Written task:
Output each line of the records below as a JSON list of strings, one string per line, skipping any blank lines.

Stored entries:
──────────
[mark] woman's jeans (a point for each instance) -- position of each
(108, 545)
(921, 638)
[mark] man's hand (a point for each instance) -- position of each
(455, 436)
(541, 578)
──────────
Output below:
[
  "[mark] woman's jeans (a point for each instance) -- position of each",
  "(108, 545)",
  "(921, 638)",
  "[mark] man's hand (a point for each instance) -- position of each",
  "(455, 436)",
  "(541, 578)"
]